(Spatial localization data)
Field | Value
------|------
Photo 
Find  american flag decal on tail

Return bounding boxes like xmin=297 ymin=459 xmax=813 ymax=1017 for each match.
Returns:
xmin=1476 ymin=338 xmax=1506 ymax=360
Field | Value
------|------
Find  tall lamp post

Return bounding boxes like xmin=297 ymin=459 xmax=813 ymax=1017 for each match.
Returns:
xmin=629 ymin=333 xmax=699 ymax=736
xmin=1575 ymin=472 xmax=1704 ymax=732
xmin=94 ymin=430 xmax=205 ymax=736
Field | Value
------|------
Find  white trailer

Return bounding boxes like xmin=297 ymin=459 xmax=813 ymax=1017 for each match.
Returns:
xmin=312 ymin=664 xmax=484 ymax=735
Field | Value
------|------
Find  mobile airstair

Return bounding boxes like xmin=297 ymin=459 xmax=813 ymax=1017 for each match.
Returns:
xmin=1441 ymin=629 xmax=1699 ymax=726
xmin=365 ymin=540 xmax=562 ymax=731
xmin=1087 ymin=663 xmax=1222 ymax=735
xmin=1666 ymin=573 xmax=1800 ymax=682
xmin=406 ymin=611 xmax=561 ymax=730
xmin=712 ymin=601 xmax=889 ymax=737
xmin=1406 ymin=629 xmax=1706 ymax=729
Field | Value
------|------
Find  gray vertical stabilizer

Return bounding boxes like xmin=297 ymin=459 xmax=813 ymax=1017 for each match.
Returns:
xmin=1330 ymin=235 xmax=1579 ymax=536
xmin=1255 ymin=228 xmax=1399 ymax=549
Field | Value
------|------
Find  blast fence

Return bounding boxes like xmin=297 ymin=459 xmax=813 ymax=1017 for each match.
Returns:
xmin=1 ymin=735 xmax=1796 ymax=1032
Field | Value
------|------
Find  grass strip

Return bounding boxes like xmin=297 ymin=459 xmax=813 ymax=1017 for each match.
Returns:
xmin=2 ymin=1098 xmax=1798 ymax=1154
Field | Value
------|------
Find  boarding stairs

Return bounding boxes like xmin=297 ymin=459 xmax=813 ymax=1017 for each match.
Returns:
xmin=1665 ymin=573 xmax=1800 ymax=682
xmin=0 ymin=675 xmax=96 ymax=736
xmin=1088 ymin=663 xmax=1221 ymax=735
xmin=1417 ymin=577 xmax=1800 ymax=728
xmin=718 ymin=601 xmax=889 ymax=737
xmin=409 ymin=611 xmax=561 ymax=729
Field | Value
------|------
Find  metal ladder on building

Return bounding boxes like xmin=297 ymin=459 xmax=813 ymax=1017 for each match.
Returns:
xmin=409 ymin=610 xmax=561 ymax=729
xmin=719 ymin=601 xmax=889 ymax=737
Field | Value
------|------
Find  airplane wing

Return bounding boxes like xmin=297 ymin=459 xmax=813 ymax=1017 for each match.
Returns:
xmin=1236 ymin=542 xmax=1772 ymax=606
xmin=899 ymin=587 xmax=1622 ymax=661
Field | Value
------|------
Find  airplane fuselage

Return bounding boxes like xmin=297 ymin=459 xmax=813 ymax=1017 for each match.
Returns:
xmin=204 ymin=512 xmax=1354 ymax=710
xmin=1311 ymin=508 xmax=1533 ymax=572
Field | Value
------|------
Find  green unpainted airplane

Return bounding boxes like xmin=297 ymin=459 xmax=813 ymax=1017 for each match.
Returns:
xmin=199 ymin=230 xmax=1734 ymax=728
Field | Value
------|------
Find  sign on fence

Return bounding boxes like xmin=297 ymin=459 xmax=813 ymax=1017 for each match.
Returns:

Instructions to follow: Using the data above, return every line that contains the string "airplane".

Exercise solution:
Find  airplane wing
Find  airplane fuselage
Find  green unpainted airplane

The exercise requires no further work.